AIM OF THE EXERCISE: The entire listing is to be repeated verbatim.

Stored items from a collection

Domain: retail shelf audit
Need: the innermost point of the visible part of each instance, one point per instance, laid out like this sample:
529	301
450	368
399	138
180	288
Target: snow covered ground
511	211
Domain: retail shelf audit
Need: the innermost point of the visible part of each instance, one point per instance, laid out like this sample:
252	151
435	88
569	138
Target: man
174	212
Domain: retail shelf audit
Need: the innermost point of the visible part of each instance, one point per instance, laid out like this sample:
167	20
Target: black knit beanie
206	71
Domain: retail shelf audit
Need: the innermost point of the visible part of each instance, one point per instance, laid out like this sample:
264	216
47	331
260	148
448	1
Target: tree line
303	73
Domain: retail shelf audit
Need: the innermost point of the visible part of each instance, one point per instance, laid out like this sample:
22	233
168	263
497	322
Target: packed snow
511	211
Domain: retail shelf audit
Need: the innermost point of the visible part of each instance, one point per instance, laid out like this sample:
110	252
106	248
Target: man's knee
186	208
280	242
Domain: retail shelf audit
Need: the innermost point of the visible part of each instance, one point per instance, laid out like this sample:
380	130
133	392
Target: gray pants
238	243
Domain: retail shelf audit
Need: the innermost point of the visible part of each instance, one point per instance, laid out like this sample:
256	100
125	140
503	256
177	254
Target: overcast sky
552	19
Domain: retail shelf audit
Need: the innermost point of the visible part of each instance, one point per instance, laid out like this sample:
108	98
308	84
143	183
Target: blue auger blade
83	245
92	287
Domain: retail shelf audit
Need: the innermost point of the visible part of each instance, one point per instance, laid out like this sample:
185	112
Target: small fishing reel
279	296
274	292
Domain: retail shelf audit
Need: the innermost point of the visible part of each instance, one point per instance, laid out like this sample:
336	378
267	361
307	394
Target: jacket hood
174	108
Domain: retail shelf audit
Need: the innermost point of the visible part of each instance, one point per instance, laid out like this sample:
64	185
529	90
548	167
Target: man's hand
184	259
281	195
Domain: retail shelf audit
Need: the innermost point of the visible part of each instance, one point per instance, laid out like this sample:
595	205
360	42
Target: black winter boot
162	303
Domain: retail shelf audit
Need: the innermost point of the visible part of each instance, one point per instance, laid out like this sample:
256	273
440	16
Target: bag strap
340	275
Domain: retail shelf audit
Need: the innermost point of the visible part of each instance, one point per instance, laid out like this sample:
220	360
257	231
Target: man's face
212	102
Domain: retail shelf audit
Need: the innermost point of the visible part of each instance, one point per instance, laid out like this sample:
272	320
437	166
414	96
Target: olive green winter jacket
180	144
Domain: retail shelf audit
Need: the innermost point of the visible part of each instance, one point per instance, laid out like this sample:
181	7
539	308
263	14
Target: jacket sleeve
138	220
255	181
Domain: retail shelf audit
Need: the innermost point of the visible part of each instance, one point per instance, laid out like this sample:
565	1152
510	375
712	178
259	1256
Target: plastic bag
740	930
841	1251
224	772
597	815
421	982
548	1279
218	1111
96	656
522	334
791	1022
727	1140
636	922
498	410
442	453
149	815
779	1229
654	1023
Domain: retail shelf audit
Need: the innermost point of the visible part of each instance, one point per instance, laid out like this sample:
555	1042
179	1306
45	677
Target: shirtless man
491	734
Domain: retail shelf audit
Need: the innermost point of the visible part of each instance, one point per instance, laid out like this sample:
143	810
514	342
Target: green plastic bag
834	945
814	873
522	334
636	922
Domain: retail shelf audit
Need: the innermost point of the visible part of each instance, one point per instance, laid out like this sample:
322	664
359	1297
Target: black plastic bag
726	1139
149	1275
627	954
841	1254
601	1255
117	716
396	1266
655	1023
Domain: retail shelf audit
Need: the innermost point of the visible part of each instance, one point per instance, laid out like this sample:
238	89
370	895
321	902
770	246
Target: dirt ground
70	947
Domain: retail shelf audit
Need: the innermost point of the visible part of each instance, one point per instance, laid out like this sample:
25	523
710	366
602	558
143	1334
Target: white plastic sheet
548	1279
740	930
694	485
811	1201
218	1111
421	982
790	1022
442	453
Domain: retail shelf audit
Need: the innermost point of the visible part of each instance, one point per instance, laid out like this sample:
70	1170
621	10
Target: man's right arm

REPLY:
Domain: retail shelf audit
Need: the innermost point of the visible part of each instance, one point per instance, laid out like this sample:
529	301
450	368
399	138
180	288
Target: snow covered ground
511	211
Domain: retail shelf audit
Need: the innermost point of the visible part of each instance, one point per instance, laid out like this sample:
252	151
435	88
569	138
Target: man
174	212
Domain: retail shelf audit
Need: the innermost point of the visible part of each instance, one point per instance, laid out like this sample:
167	20
Target: black knit beanie
206	71
Domain: retail shelf audit
Need: the innermost point of the visible part of each instance, one point per instance, laid out like this sample:
264	216
47	331
260	148
448	1
Target: tree line
303	73
Domain: retail shelf audit
Need: the innermost point of the visible part of each instance, one point per instance, laid out like this sample:
22	233
168	263
497	322
Target: packed snow
511	211
Domain: retail shelf audit
Need: the innermost point of the visible part of each instance, one point per instance, laid out like this sample:
110	252
106	248
Target: man's knee
186	208
280	242
Domain: retail shelf audit
Need: the innermost point of the visible part of each instance, one point per instance, laid out like this sample:
380	130
133	392
Target: gray pants
238	243
Domain: retail shelf audit
Need: the innermost point of the visible part of each instance, one point per instance, laid out like this sample:
256	100
125	140
503	256
177	254
Target: overcast sky
552	19
Domain: retail shelf audit
Need: the innermost point of the visible part of each instance, one point per instance, laid out like this sample:
108	98
308	84
143	183
Target: blue auger blade
83	245
92	287
Domain: retail shelf audit
Need: the innermost point of the visible part of each instance, one point per instance, laid out like this sample:
185	112
Target: small fishing reel
279	296
274	292
Domain: retail shelf audit
Need: the innermost point of the visible part of each instance, one point per instance, laid out like this sample:
336	378
267	361
307	394
Target: jacket hood
174	108
Domain: retail shelf audit
Need: the innermost point of the visible part of each instance, one point per instance, laid out like this sample:
64	185
529	90
548	167
Target: man's hand
184	259
281	195
Domain: retail shelf audit
Need: the innermost point of the visible part of each instance, one point per instance, laid out like this sample:
595	205
360	42
Target: black winter boot
162	303
Domain: retail shelf audit
Need: the innermost point of the visible part of each instance, one point per instance, laid out like this sample:
256	273
440	16
Target: bag strap
340	275
Domain: retail shelf audit
Need: the innermost point of the visible part of each instance, one point per instance, laid out like this sample:
220	360
257	231
Target: man's face
212	102
Domain: retail shelf audit
Need: the innermost point of the visible part of each instance, one point per instance, laid out like this sample:
272	320
437	166
414	96
Target: olive green winter jacket
180	144
Domain: retail shelf audit
Need: the innermost point of the visible part of each instance, one point per instance, laid out like this sample:
181	7
539	308
263	14
Target: jacket sleeve
138	220
255	181
Domain: retail shelf audit
Need: the innermost point of the visible part of each instance, one point per instance, laid out like this sample:
565	1152
510	375
712	178
259	1256
Target: plastic bag
740	930
841	1251
224	772
597	815
421	982
548	1279
218	1111
96	656
522	334
791	1022
727	1140
636	922
498	410
442	453
149	815
779	1229
654	1023
Domain: retail shelf audit
Need: the innermost point of the visible part of each instance, one point per instance, laid out like this sample:
555	1042
179	1306
45	677
Target: shirtless man
491	734
Domain: retail shelf audit
Need: the innermost point of the visible part of each instance, one point per instance, laid out like this sample:
143	810
514	342
Target: green plastic bag
834	945
814	873
522	334
636	922
Domain: retail shelf audit
Need: the innermost point of the visible part of each instance, one point per instance, laid out like this sample:
322	664
359	1297
Target: black plastic bag
726	1139
149	1275
627	954
841	1254
601	1255
117	716
396	1266
655	1023
Domain: retail shelf audit
Need: the innermost point of the visible part of each instance, one point per instance, laid out like this sample:
238	89
370	895
321	902
770	246
Target: dirt ground
70	947
Domain: retail shelf audit
Need: the innermost point of the visible part of each instance, one point per instance, laid out like this sample:
25	523
710	366
602	558
143	1334
Target: white plastic sheet
548	1279
740	930
694	485
811	1201
218	1111
421	982
790	1022
442	453
Domain: retail shelf audit
Need: the innermost point of the visible part of each instance, one point per instance, laid out like this sample:
70	1170
621	10
Target: man's right arm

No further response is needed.